── SUPPLIED RECORDS ──

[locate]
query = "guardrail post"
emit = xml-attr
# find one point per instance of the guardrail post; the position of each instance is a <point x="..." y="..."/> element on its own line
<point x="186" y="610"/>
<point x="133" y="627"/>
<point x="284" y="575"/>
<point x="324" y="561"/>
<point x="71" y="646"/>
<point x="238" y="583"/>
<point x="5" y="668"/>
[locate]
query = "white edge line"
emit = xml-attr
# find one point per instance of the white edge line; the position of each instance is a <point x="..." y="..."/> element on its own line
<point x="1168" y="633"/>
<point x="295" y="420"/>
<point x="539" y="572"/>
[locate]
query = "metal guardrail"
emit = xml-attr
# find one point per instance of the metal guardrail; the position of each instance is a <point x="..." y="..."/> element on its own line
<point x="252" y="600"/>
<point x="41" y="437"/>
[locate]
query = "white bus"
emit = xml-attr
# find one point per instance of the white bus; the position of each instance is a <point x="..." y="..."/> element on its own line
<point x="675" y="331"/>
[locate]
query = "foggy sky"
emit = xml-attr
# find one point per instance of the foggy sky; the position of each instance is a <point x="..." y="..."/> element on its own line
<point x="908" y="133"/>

───

[REQUIRED ACTION]
Nothing in the records may be altered; restate them word for word.

[SOLUTION FOR THIS PROBLEM]
[locate]
query = "guardrail post"
emit = xml-attr
# find one point per instance of the guardrail post; the position of each instance is a <point x="..." y="..."/> element on its own line
<point x="186" y="610"/>
<point x="133" y="627"/>
<point x="284" y="575"/>
<point x="324" y="561"/>
<point x="71" y="646"/>
<point x="238" y="583"/>
<point x="5" y="668"/>
[locate]
query = "white edge line"
emit = xml-attr
# find one point per instance of the white edge line; the position of each instance is a <point x="..." y="..."/> element on its own line
<point x="1168" y="633"/>
<point x="295" y="420"/>
<point x="539" y="572"/>
[locate]
query = "metal guardrail"
emit = xml-attr
# find one point per instance of the metal guardrail; the position of each instance is a <point x="..." y="..."/> element on its own line
<point x="252" y="600"/>
<point x="41" y="437"/>
[locate]
query = "white bus"
emit = xml-attr
# find one point per instance of the white bus; the position of each instance is a <point x="..." y="..."/> element on its own line
<point x="675" y="331"/>
[locate]
query = "foggy sky"
emit = xml-attr
# find one point per instance of the foggy sky; the position of each instance is a <point x="..." y="..."/> element on its own line
<point x="908" y="133"/>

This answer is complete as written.